-- BEGIN --
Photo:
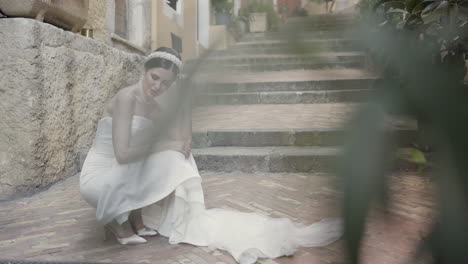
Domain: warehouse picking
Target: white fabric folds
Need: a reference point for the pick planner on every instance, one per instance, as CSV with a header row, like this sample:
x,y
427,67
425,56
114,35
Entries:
x,y
168,188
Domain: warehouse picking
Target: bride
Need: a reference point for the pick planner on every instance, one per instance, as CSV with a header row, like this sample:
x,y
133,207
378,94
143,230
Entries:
x,y
142,179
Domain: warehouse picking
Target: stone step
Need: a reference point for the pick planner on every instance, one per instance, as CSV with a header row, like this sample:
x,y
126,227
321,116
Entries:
x,y
282,66
293,80
261,117
274,159
290,47
266,159
298,97
294,34
289,86
280,137
283,58
280,62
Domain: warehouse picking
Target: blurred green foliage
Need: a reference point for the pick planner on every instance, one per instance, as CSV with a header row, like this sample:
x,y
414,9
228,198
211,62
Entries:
x,y
260,6
419,48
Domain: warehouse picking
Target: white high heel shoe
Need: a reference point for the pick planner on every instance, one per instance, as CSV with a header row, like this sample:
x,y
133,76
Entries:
x,y
131,240
146,232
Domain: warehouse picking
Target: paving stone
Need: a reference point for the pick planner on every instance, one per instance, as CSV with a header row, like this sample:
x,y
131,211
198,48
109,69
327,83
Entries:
x,y
298,97
307,198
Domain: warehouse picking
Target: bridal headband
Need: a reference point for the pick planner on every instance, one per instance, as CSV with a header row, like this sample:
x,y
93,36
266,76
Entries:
x,y
166,56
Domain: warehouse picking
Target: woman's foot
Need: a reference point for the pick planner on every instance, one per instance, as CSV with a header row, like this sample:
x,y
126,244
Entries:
x,y
123,233
139,228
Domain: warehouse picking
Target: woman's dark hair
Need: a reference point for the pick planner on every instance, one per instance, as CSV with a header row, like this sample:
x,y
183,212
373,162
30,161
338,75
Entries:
x,y
163,63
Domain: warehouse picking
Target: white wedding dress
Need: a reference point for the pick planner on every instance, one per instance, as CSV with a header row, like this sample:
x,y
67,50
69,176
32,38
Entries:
x,y
168,188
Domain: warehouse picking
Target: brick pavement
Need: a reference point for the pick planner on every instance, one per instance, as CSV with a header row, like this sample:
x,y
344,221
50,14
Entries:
x,y
277,116
285,76
59,225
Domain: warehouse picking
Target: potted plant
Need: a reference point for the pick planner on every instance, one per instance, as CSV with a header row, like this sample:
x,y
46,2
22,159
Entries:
x,y
260,16
223,11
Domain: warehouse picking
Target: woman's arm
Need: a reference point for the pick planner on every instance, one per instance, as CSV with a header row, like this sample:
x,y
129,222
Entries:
x,y
122,115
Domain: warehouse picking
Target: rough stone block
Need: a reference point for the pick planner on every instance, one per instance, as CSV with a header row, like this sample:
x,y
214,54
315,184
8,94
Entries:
x,y
54,86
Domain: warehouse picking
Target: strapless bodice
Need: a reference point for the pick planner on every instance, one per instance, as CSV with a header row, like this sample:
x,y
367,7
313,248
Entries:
x,y
141,127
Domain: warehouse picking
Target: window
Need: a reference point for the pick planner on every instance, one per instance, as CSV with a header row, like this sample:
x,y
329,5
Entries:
x,y
176,43
172,4
121,18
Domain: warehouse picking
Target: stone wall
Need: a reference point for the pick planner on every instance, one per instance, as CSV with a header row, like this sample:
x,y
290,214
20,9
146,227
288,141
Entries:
x,y
54,86
97,20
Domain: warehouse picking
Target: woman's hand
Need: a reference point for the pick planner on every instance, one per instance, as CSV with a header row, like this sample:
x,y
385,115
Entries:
x,y
183,147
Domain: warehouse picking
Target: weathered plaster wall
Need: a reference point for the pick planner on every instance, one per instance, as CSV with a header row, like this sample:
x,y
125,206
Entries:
x,y
97,20
54,86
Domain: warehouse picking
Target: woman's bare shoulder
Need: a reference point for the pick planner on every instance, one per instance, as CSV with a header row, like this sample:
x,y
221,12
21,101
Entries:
x,y
124,96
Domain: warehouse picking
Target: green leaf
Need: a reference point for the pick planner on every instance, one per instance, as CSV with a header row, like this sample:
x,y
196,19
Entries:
x,y
397,11
434,11
417,156
419,8
395,4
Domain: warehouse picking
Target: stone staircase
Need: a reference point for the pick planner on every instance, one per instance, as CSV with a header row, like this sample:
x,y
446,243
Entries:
-- END --
▶ THE REQUEST
Reproduce each entry verbatim, excluding any embedded images.

▶ SOLUTION TO THIS EXERCISE
Photo:
Domain: warehouse picking
Target: white fabric folds
Need: a reference point for the pick planner on every instance, one per instance, as CSV with a header row, like this sample:
x,y
427,67
425,56
114,35
Entries:
x,y
168,188
Domain: warehouse picking
Target: bride
Need: a reference point for the pick planner on every instance, one per instance, as CSV with a header row, like this sample:
x,y
133,207
378,94
143,230
Entries:
x,y
142,179
Domain: warehouse picking
Target: stone step
Need: a reference point for the pick planner on every instance, one per instance, as CSV with a header row, like this sample:
x,y
126,227
321,116
Entries:
x,y
282,66
293,80
261,117
274,159
290,47
266,159
298,97
294,34
289,86
280,137
283,58
280,62
Domain: warehouse picking
Target: blurred green foliage
Need: a reference point for the pick planner on every instance, one per instance, as CSV with a header row, like this sample:
x,y
414,9
228,198
211,62
Entries:
x,y
260,6
419,48
Domain: warehouse picking
Target: white high heel shoe
Need: a reference point for the pick planner on every instance, one per instance, as CSV with a header row, like this sample:
x,y
133,76
Entries:
x,y
131,240
146,232
Domain: warehouse picking
Target: paving stone
Need: a reference point for the pick planner on every instance, one per instance, as CSV with a header row, like this sample:
x,y
131,211
198,48
109,69
327,83
Entries:
x,y
298,97
307,198
Domain: warehouse picking
Target: bridal headband
Need: a reference point for the pick planner on every instance, one per instance, as CSV with a header row, like this sample:
x,y
93,36
266,76
Entries:
x,y
166,56
Domain: warehouse picking
Target: woman's foot
Need: a reference point for the pick planner on every instance, one per instance, as CSV with a header row, like this sample:
x,y
126,244
Entries:
x,y
123,233
139,228
Domain: warehouse picking
Target: woman's dark hair
Need: a reference point for the pick planner on every instance, one per instance, as CSV with a header row, like this sample:
x,y
183,212
373,162
30,161
338,75
Entries:
x,y
163,63
Domain: warehouse picking
Target: white wedding dress
Need: a reference point for the pick planner on every instance, one per instance, as CSV with a header row, like this sample:
x,y
67,50
69,176
32,38
Entries:
x,y
168,188
Domain: warehouse picking
Target: brick pavement
Need: a reference point for the pick planner on every instance, one per instance, as CSV with a header row, like this sample:
x,y
344,221
50,14
Entries:
x,y
277,116
285,76
59,225
Domain: warehouse picking
Target: potted plant
Need: a reference point for the pick planner on every instance, one per instance, as CSV with a header row, like this sample:
x,y
46,2
22,159
Entries:
x,y
260,16
223,11
Domain: warehouse picking
Target: woman's arm
Need: a reference point for the pick planner on every instance, one per instance, as CSV with a header row, like this sample:
x,y
129,222
Entries:
x,y
122,115
Domain: warehouse picking
Target: rough stone block
Need: a reference point for the pick planner on every instance, one per instance, as CSV with a header row, like this sample:
x,y
214,54
315,184
8,94
Entries:
x,y
54,86
Domain: warehouse picking
Target: strapless bodice
Need: a reference point for the pick planner on every instance, one per instance, as CSV with a header row, like this sample:
x,y
367,7
313,248
Entries:
x,y
141,127
Domain: warehouse picking
Target: window
Need: a reference point for the pick planner on every instance, one per instance, as CSV with a header row, like this sample:
x,y
329,5
Entries:
x,y
176,43
172,4
121,18
Domain: warehouse picking
Target: stone wall
Need: a reference point for the pick planner on every instance, one per instance, as CSV with a header row, like this sample:
x,y
290,214
20,9
146,227
288,141
Entries:
x,y
54,86
97,20
Domain: warehouse picking
Target: woman's hand
Need: a reference point for the pick planner on every instance, one per instance, as CSV with a header row, like this sample:
x,y
385,115
Entries:
x,y
183,147
Domain: warehouse picking
Target: weathered plaster wall
Need: a reference point for the pick planner on every instance, one per instance, as CSV with a header row, like this sample:
x,y
125,206
Entries:
x,y
97,20
54,86
Domain: warehouse picking
Target: woman's bare shoulder
Need: a reference point for the pick planner on every instance, one per instance, as CSV with a header row, like this sample:
x,y
221,12
21,101
Entries:
x,y
124,96
Domain: warehouse picking
Target: green leaf
Need: a reference point for the pick planner on every instance, one per instance, as CSV with a header row, like this sample:
x,y
196,19
Entries:
x,y
397,11
434,11
417,156
419,8
395,4
Domain: warehouse picking
Target: stone staircase
Need: a reference point for the pick planner on every instance, one per instance, as CSV with a header row, like this sample:
x,y
446,243
Entries:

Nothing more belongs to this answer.